_Task instructions_
Could you copy, word for word, only the lines from the one containing "the tiger ear" through the last line of the records below, both included?
----------------------------------------
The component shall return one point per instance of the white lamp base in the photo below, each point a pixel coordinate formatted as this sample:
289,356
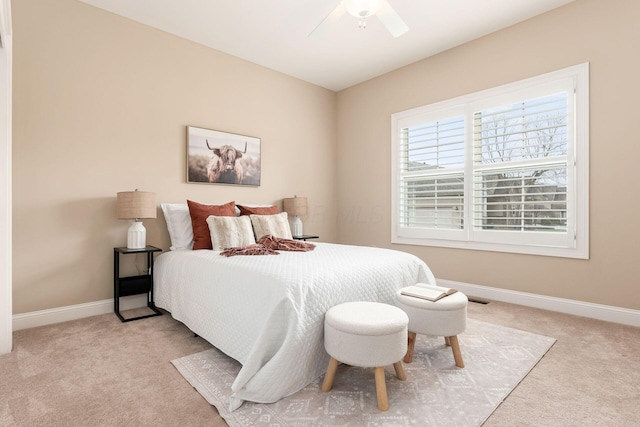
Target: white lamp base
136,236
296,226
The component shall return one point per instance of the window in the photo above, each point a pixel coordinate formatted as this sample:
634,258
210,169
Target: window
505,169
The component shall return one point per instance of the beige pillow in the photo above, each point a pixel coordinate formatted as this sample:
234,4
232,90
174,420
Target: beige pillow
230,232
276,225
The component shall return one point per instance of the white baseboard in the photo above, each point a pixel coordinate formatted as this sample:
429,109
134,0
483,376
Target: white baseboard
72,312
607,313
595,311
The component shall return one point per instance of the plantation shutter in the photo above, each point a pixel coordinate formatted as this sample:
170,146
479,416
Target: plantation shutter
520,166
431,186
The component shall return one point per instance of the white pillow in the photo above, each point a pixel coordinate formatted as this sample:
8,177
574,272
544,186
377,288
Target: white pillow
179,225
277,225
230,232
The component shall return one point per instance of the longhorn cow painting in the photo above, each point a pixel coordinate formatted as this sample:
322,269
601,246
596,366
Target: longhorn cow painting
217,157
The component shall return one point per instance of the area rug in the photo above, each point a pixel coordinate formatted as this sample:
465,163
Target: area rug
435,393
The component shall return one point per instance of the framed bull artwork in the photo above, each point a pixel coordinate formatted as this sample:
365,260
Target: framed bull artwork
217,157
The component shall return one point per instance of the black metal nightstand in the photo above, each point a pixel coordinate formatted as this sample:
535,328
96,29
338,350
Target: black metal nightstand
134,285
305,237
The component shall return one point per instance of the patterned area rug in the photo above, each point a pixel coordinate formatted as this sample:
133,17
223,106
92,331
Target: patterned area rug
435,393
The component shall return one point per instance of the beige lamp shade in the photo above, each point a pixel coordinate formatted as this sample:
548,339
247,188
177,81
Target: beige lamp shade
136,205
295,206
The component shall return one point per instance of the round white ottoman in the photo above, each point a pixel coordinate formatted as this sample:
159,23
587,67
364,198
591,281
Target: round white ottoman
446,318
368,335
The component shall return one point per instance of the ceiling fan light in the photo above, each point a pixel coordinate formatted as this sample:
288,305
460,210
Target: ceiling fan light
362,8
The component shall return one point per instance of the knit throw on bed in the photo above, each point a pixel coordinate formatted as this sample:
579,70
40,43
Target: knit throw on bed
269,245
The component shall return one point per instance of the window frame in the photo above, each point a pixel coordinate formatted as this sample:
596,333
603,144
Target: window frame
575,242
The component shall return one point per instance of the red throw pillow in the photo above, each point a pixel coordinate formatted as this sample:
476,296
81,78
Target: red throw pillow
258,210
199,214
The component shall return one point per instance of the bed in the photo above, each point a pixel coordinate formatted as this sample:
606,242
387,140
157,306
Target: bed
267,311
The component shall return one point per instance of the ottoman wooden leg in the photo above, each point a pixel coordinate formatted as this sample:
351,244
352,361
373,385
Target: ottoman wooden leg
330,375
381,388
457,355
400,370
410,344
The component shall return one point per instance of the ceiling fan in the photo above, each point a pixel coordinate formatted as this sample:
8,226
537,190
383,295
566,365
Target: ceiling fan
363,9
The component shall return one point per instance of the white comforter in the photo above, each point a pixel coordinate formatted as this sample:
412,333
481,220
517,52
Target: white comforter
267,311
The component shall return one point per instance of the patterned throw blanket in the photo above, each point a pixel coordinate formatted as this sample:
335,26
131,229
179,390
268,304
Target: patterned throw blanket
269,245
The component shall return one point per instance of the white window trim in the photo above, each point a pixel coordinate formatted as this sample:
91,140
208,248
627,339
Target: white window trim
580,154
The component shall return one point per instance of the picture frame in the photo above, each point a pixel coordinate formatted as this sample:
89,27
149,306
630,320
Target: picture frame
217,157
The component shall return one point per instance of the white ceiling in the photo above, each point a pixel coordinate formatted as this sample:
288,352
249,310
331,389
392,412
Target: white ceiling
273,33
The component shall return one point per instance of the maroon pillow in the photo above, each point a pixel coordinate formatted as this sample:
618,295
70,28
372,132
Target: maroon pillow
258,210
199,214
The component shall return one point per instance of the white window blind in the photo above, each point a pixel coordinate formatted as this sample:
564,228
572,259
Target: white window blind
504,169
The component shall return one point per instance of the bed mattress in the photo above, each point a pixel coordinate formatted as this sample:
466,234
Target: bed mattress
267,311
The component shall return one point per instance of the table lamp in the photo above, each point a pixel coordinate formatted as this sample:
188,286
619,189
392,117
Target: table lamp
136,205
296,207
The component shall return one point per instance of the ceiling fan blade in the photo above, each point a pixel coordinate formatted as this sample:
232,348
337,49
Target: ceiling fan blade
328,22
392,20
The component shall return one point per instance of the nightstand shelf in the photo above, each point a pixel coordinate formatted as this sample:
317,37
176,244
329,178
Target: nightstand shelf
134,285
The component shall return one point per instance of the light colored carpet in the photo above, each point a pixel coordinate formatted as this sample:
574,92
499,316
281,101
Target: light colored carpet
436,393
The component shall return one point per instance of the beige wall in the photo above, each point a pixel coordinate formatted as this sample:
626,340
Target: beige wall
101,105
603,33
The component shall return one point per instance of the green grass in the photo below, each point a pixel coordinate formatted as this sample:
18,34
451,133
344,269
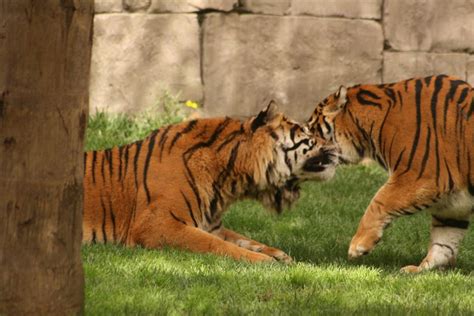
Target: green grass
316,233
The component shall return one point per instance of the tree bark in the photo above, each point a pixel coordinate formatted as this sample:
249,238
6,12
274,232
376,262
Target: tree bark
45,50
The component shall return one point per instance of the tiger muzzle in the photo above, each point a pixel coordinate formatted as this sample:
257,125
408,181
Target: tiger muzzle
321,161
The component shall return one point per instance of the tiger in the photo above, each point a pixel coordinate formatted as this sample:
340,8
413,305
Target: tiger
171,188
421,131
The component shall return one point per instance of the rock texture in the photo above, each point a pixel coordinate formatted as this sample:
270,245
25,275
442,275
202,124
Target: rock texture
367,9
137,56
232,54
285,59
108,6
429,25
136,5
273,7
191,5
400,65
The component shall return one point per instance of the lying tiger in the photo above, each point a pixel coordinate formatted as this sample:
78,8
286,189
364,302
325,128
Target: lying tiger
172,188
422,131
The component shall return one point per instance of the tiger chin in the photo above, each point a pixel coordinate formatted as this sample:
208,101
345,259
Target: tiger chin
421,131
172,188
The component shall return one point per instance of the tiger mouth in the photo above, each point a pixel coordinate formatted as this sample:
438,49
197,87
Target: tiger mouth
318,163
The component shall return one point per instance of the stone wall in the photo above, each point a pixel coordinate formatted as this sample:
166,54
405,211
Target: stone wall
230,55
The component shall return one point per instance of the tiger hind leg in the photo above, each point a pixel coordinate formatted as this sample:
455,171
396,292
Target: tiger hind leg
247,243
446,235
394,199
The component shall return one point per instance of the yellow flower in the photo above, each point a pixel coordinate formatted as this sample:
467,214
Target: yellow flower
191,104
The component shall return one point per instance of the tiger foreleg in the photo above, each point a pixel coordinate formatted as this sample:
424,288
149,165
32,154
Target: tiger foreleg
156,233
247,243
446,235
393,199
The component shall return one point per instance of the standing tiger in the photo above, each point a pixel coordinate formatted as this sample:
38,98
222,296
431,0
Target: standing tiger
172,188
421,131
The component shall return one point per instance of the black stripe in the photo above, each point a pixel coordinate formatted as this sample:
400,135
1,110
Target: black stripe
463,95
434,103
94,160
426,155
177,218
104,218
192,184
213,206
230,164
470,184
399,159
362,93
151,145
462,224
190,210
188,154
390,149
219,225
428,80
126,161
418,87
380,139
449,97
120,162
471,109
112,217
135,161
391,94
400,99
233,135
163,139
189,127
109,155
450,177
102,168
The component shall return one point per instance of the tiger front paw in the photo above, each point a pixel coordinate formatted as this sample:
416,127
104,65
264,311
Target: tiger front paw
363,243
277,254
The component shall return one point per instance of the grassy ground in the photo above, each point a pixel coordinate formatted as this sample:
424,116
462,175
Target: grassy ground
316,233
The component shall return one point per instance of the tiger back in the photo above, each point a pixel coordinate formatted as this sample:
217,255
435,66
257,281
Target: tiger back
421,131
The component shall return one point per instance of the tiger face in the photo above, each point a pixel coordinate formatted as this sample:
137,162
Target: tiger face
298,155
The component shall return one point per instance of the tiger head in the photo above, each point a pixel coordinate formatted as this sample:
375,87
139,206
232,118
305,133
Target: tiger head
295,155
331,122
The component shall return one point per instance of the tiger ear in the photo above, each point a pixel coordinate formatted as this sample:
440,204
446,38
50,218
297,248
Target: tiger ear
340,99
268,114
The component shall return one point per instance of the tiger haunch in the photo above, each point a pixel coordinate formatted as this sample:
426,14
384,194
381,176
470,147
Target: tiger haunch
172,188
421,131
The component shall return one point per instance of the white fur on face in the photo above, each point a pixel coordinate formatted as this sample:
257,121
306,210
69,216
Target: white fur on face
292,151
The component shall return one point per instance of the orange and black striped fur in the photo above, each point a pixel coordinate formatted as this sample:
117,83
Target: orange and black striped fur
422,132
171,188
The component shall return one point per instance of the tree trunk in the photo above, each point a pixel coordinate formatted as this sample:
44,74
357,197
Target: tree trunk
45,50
----------------------------------------
_Result of this exercise_
The component shall return one point per instance of the tiger ear in the photo above, each point a pixel coordinate formatted as this sample:
440,204
446,38
50,218
297,248
Target: tiger ear
340,99
268,114
The component shall return one point per instance of the tiger haunch in the photo above, each point a pixel coordinate formatted as this sample:
426,14
384,194
381,176
470,147
Target: tiger haunch
172,188
421,131
The component shall return one point per instance of the white fur on face in the photo above, each point a pixel coordinate formatted as this sample:
257,121
306,210
69,216
Target: white fur on face
292,151
The component shall return one point per instance of the orange and black striped fur in the photo above, each point a pixel coordinate formatted as this sample:
117,83
Target: orange and black striped fur
422,132
171,188
The component shall return one point per instance of the tree trunk in the photo above, each point a pixel coordinate formatted as this sample:
44,74
357,197
Target: tree trunk
45,50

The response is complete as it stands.